### Source
^^^^^^^^

# Feature extraction from text

We look at the classical method to describe text documents. We will improve these descriptors in the next chapter.

In [1]:
%pip install -r requirements.txt
%load_ext autoreload
%autoreload 2

Note: you may need to restart the kernel to use updated packages.


In [2]:
from IPython.display import display, Markdown, JSON
import urllib.request
import os, re
from PyPDF2 import PdfReader
from unidecode import unidecode
from collections import Counter, defaultdict
from helpers import *
import math
import random
from nltk.stem import PorterStemmer

## Extracting text from file formats

In [3]:
uri = "https://dmi.unibas.ch/fileadmin/user_upload/dmi/Studium/Computer_Science/Vorlesungen_HS23/Multimedia_Retrieval/HS24/03_ClassicalTextRetrieval.pdf"
local_filename = 'example.pdf'

# unless local file already exists, download the file
if not os.path.exists(local_filename):
    urllib.request.urlretrieve(uri, local_filename)
    print(f"File downloaded and saved as {local_filename}")

^^^^^^^^

Carry on writing the feature-extraction notebook, starting right after its final line. The rows after this point come from a separate source and are unrelated to the feature-extraction notebook.

^^^^^^^^

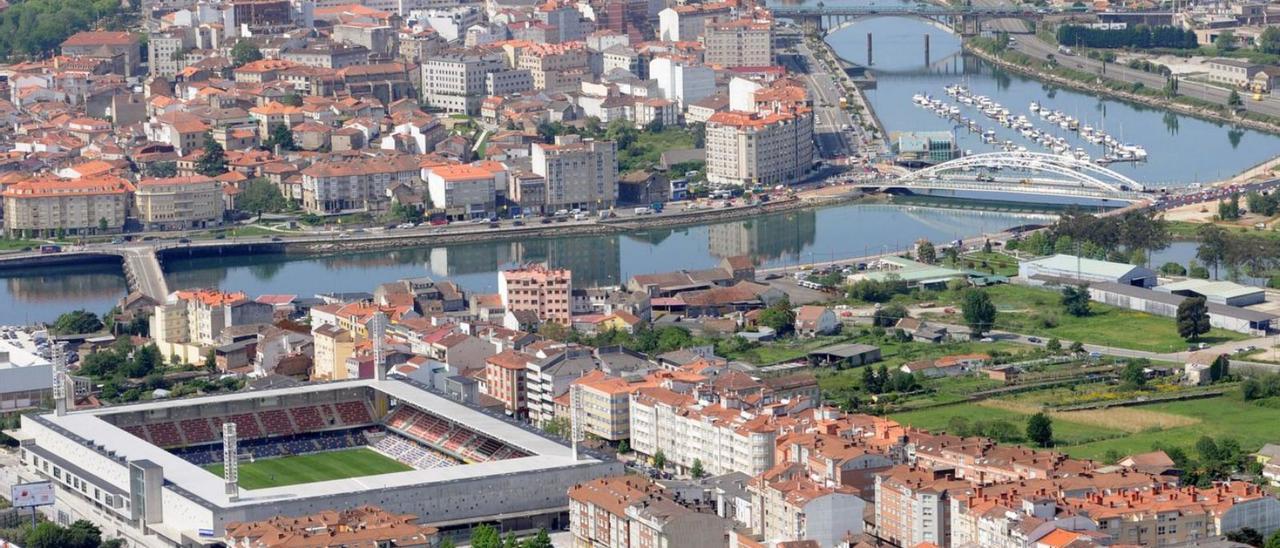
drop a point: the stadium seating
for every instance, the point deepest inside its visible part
(275, 421)
(307, 418)
(196, 430)
(164, 434)
(137, 430)
(246, 425)
(353, 412)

^^^^^^^^

### Result
In [8]:
def extract_text_from_pdf(file_name: str) -> str:
    pages = []

    def visitor_text(text, cm, tm, fontDict, fontSize):
        y = tm[5]
        if y > 20 and len(text) > 0:
            # replace \n and multiple spaces (\s*) with a single space
            text = text.replace("\n", " ")
            text = re.sub(r'\[\d+\]|➢|•', '', text)
            parts.append(text)

    # read the PDF and extract all texts (do some post-processing with above function)
    reader = PdfReader(file_name)
    for page in reader.pages:
        parts = []
        page.extract_text(visitor_text=visitor_text)
        pages.append(re.sub(r'\s+',' ', " ".join(parts)).strip())

    # merge text blocks and clean-up
    return pages

pages = extract_text_from_pdf(local_filename)
text = re.sub(r'\s+',' ', " ".join(pages))
display(Markdown(text[0:4000]+"..."))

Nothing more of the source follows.